_Goal of the exercise_. Beginning at the line that contains "# test: pointer returns one pin per instance of the brick" and ending at the last line of the entries, write out each line exactly; include nothing outside that span.

_Object pointing dataset rows_.

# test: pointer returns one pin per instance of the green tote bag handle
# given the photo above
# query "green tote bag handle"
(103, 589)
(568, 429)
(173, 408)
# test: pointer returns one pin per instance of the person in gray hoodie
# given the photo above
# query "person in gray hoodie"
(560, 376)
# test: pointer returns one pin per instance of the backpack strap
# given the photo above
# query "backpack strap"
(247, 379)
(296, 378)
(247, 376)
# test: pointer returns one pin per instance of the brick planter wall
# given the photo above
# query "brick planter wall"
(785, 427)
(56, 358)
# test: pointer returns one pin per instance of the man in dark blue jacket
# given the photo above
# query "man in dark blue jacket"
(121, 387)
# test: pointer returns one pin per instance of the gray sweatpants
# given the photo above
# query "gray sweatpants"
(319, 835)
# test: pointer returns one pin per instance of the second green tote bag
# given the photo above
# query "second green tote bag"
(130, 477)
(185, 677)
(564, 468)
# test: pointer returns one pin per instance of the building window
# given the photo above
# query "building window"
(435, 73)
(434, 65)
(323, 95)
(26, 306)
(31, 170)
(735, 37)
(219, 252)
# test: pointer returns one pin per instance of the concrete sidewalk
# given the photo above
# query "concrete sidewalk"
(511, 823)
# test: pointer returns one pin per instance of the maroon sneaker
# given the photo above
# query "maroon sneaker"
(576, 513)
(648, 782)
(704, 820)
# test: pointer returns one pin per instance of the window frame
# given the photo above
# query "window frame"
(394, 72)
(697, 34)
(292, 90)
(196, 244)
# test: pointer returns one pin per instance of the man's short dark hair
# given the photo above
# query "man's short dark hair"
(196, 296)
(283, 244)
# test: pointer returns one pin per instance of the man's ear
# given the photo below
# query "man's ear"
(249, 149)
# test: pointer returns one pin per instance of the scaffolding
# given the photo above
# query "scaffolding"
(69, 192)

_Result_.
# test: pointer returns one pin per instance of the brick planter wall
# given the photo above
# query "brick planter wall"
(785, 427)
(56, 358)
# test: pointer returns one pin per instance of the man in dark blue jacket
# given the photo above
# query "man in dark blue jacket"
(121, 387)
# test: pointer returns one pin per instance of the gray sweatpants
# given the photo above
# query "gray sweatpants"
(319, 835)
# test: pointer returns one pin per instance of the second green tote bag
# given the photo above
# query "second green tote bag"
(130, 477)
(185, 677)
(564, 468)
# test: pointer returns one pin per instance of the building window
# given the photo above
# query "building window"
(435, 73)
(434, 65)
(323, 95)
(26, 306)
(31, 170)
(735, 37)
(219, 252)
# test: pointer returns one pin per instance of the concrete sidewalk
# given the photo above
# query "concrete sidewalk"
(511, 823)
# test: pointer returns one pin per instance of the maroon sneaker
# given the photo above
# query "maroon sneaker"
(576, 513)
(648, 782)
(704, 820)
# test: pointer returns one pin per instance of the window frame
# given the photo above
# query "window frame"
(394, 72)
(697, 34)
(292, 90)
(196, 244)
# test: pointer returns one pin per instance of the man's short dark hair
# given the photo above
# query "man's short dark hair"
(196, 296)
(283, 244)
# test: pointer returns one pin per instance of the man's ear
# given the photo below
# query "man's ear"
(249, 149)
# test: pointer returns one pin per instance of the scaffolding
# given the photo above
# query "scaffolding"
(69, 192)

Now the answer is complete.